Task description: Return each of the rows below verbatim, with no alteration of any kind.

*** Supplied records ***

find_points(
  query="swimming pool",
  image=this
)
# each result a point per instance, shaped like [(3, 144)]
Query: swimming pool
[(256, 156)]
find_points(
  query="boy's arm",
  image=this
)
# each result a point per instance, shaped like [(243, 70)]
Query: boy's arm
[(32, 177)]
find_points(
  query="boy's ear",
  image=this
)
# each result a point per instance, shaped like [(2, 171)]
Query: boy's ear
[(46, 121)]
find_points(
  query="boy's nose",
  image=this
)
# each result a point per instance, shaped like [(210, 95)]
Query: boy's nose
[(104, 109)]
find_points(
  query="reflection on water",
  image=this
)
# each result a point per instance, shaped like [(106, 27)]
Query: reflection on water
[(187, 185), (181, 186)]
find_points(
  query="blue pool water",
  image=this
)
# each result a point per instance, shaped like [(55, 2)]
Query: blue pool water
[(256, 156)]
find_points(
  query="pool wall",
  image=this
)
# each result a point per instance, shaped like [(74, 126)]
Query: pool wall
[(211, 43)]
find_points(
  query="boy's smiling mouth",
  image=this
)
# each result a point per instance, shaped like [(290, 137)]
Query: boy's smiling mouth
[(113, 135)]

***

Written response:
find_points(
  query="swimming pool",
  image=this
)
# each result a point per instance, shaped like [(3, 144)]
Query: swimming pool
[(256, 156)]
find_points(
  query="boy's arm",
  image=this
)
# each result a point per instance, shaped like [(243, 70)]
Query: boy's arm
[(32, 177)]
find_points(
  query="boy's ear",
  image=this
)
# each result a point per instance, shaped like [(2, 171)]
Query: boy's ear
[(46, 121)]
find_points(
  query="boy's nose",
  image=this
)
# each result a point per instance, shaped like [(210, 95)]
Query: boy's nose
[(104, 109)]
find_points(
  query="reflection on water",
  image=this
)
# each result a point per instance, shaped like [(106, 27)]
Query: reflection on water
[(187, 185), (181, 186)]
find_points(
  query="blue pool water",
  image=this
)
# each result a point per instance, shaped like [(55, 2)]
Query: blue pool water
[(256, 156)]
find_points(
  query="pool wall",
  image=this
)
# each result a point per instance, shaped like [(74, 126)]
Query: pool wall
[(211, 43)]
find_points(
  query="boy's smiling mouth",
  image=this
)
# each result a point per instance, shaped like [(290, 137)]
Query: boy's smiling mouth
[(113, 135)]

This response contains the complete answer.